私は最近、新聞を読んでいて、わが国の憲法にも問題はあるが、政治システムにも大きな問題があることを知った。そこで、日本の政治システムの問題点、現在の自民党政治の問題点、今後の日本政治の問題点の3つに分けて整理してみた。


■ 日本の政治システムの問題点


(1).衆院と参院の対等性が強く、分業関係があいまいである上に調整方法も未整備であるため、両院がねじれると法案が成立しにくくなる。現在は幸運にもねじれは解消しているが、またいつねじれが発生するとも限らないので、将来を考えて今のうちに「衆院の優位性」を定めておくべきである。


(2).国会運営に関する政府の権限が弱く、法案の審議日程の決定、修正の扱い、議決の方式などについて、政府が関与できず、与野党の合意が必要となるため、首相をはじめ閣僚が頻繁に、かつ長時間、国会審議に拘束されることになる。


(3).日本の国会には「会期不継続の原則」があり、審議未了の議案が原則として廃案になってしまうだけでなく、与野党間の日程闘争などに時間をとられるため、衆院本会議の開催時間が他の先進国と比較すると異常なほど短く、2012年の場合、合計60時間で、イギリスやフランスの1,100時間のおよそ1/18しかない。
* * * * *
日本政治の問題点を論じた原文から、「私は最近、新聞を読んでいて、」を含む語句で始まり「間のおよそ1/18しかない。」の直後で終わる部分を、一字も変えずに返すこと。

▶ _データ抜粋_
* * * * *
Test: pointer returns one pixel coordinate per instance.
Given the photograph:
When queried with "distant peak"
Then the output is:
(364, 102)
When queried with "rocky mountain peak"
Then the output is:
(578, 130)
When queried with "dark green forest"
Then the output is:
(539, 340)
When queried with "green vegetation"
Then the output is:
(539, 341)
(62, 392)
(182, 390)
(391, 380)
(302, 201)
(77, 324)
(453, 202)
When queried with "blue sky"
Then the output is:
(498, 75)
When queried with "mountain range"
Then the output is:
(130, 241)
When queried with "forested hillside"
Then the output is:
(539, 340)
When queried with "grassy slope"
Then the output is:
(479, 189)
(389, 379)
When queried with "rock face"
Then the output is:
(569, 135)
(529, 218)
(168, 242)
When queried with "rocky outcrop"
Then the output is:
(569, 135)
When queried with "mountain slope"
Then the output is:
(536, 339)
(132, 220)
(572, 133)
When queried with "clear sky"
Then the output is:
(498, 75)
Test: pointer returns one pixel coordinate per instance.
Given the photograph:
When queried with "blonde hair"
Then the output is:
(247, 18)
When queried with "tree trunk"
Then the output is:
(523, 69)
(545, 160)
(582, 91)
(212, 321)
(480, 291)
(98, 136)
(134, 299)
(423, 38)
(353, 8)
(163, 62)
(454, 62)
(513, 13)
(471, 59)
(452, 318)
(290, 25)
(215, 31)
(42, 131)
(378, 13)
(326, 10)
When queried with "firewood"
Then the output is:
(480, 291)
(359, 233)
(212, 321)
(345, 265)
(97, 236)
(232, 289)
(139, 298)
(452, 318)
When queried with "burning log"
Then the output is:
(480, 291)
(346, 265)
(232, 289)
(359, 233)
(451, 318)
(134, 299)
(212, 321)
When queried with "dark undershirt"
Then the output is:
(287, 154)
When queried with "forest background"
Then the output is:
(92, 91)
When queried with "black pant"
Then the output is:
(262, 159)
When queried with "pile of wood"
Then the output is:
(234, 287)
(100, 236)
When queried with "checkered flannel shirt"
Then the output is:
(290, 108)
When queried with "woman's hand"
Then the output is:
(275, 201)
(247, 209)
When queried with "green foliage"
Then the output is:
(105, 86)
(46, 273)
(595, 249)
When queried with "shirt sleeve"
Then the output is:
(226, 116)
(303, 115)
* * * * *
▶ _演習の結果_
私は最近、新聞を読んでいて、わが国の憲法にも問題はあるが、政治システムにも大きな問題があることを知った。そこで、日本の政治システムの問題点、現在の自民党政治の問題点、今後の日本政治の問題点の3つに分けて整理してみた。


■ 日本の政治システムの問題点


(1).衆院と参院の対等性が強く、分業関係があいまいである上に調整方法も未整備であるため、両院がねじれると法案が成立しにくくなる。現在は幸運にもねじれは解消しているが、またいつねじれが発生するとも限らないので、将来を考えて今のうちに「衆院の優位性」を定めておくべきである。


(2).国会運営に関する政府の権限が弱く、法案の審議日程の決定、修正の扱い、議決の方式などについて、政府が関与できず、与野党の合意が必要となるため、首相をはじめ閣僚が頻繁に、かつ長時間、国会審議に拘束されることになる。


(3).日本の国会には「会期不継続の原則」があり、審議未了の議案が原則として廃案になってしまうだけでなく、与野党間の日程闘争などに時間をとられるため、衆院本会議の開催時間が他の先進国と比較すると異常なほど短く、2012年の場合、合計60時間で、イギリスやフランスの1,100時間のおよそ1/18しかない。